** What to work on **
Return the records in full, with every character preserved.

** Given records **
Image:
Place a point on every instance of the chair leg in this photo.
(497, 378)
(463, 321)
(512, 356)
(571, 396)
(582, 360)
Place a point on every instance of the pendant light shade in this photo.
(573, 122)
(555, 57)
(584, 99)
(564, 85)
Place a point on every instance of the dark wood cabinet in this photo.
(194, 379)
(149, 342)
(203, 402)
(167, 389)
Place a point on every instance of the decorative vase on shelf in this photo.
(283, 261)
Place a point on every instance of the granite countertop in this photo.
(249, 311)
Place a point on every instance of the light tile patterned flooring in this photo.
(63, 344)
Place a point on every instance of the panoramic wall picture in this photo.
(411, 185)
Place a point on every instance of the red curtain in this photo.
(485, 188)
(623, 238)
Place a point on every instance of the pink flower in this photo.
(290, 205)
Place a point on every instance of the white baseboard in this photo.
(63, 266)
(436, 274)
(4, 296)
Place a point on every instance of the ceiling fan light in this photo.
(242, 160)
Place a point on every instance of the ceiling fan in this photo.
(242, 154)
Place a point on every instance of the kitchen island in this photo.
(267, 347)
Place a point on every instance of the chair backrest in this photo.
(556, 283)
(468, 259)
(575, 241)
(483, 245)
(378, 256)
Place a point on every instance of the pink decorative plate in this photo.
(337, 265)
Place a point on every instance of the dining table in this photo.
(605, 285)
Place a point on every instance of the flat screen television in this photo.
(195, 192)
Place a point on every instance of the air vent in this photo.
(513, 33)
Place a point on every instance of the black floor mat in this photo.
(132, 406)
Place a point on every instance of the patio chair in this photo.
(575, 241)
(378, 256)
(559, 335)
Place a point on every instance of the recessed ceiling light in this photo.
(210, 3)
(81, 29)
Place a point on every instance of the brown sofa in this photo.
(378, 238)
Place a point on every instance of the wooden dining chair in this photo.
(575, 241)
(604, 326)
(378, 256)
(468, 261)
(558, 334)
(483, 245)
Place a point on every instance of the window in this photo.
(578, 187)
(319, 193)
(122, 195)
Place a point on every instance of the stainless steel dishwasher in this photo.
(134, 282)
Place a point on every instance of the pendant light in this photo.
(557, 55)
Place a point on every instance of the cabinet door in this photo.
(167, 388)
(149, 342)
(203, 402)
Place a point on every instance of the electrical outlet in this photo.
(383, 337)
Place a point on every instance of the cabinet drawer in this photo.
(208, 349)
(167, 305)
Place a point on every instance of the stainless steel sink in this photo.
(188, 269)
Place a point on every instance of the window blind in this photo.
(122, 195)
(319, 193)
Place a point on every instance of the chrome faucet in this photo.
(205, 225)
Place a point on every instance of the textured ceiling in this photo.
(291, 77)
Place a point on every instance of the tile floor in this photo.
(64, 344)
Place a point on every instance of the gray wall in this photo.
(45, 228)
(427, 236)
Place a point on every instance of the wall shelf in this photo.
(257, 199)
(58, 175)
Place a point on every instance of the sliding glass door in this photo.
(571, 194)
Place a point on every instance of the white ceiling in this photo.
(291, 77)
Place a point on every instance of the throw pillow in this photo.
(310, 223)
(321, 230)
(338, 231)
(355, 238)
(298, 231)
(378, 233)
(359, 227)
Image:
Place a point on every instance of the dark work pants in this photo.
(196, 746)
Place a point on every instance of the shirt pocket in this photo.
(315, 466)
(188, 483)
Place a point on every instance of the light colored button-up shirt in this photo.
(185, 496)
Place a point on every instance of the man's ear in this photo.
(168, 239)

** Completed exercise **
Image:
Place a point on every instance of the chair leg in this photo.
(497, 378)
(463, 321)
(512, 356)
(571, 396)
(582, 360)
Place a point on every instance of the pendant light shade in this photo.
(573, 122)
(555, 57)
(584, 99)
(564, 85)
Place a point on every instance of the dark wood cabinet in this photo.
(194, 379)
(149, 342)
(203, 402)
(167, 389)
Place a point on every instance of the decorative vase on shelf in this photo.
(283, 261)
Place a point on every instance of the granite countertop in this photo.
(249, 311)
Place a point on every instance of the light tile patterned flooring in this photo.
(63, 344)
Place a point on every instance of the panoramic wall picture in this photo.
(411, 185)
Place a point on every instance of the red curtain in this photo.
(485, 188)
(623, 238)
Place a point on every instance of the pink flower in this photo.
(290, 205)
Place a point on every instance of the white baseboard in this photo.
(63, 266)
(436, 274)
(4, 296)
Place a point on every instance of the ceiling fan light in this photo.
(242, 160)
Place a point on every instance of the ceiling fan in this photo.
(242, 154)
Place a point on every instance of the kitchen island in this photo.
(267, 347)
Place a point on every instance of the chair backrest in this photo.
(556, 283)
(468, 259)
(575, 241)
(483, 245)
(378, 256)
Place a point on every instance of the pink decorative plate in this photo.
(337, 265)
Place a point on every instance of the dining table in this photo.
(605, 285)
Place a point on every instance of the flat screen television in this photo.
(195, 192)
Place a point on every instance of the air vent in this photo.
(513, 33)
Place a point on every instance of the black floor mat in this photo.
(132, 406)
Place a point on every instance of the patio chair in this photo.
(575, 241)
(378, 256)
(559, 335)
Place a point on every instance of the recessed ceiling light in this photo.
(210, 3)
(81, 29)
Place a point on every instance of the brown sofa in this photo.
(378, 238)
Place a point on every instance of the wooden dining chair in this photo.
(575, 241)
(604, 326)
(378, 256)
(468, 261)
(558, 334)
(483, 245)
Place a point on every instance of the window in this photo.
(578, 187)
(319, 193)
(122, 195)
Place a point on every instance of the stainless steel dishwasher in this photo.
(134, 282)
Place a point on every instance of the pendant light in this photo.
(557, 55)
Place a point on every instance of the cabinet door in this photo.
(167, 388)
(149, 342)
(203, 402)
Place a point on every instance of the electrical outlet in this photo.
(383, 337)
Place a point on every instance of the cabinet drawer in this photo.
(208, 349)
(167, 305)
Place a point on every instance of the stainless steel sink in this photo.
(188, 269)
Place a point on every instance of the window blind in this photo.
(122, 195)
(319, 193)
Place a point on every instance of the chrome faucet in this photo.
(205, 225)
Place a point on every instance of the textured ceiling in this photo.
(291, 77)
Place a point on every instance of the tile floor in this photo.
(64, 344)
Place a point on every instance of the gray wall in this photo.
(45, 228)
(427, 236)
Place a point on every instance of the wall shelf in this photo.
(257, 199)
(58, 175)
Place a point on every instance of the sliding glass door in this photo.
(571, 194)
Place a point on every instance of the white ceiling in this photo.
(291, 77)
Place a point on every instance of the throw pillow in this photo.
(310, 223)
(321, 230)
(338, 231)
(355, 238)
(298, 231)
(378, 233)
(359, 227)
Image:
Place a point on every instance of the dark work pants in this photo.
(196, 746)
Place a point on every instance of the shirt pocket in this photo.
(315, 466)
(188, 483)
Place a point on every instance of the light colored button-up shirt in this photo.
(185, 496)
Place a point on every instance of the man's ear in this photo.
(168, 239)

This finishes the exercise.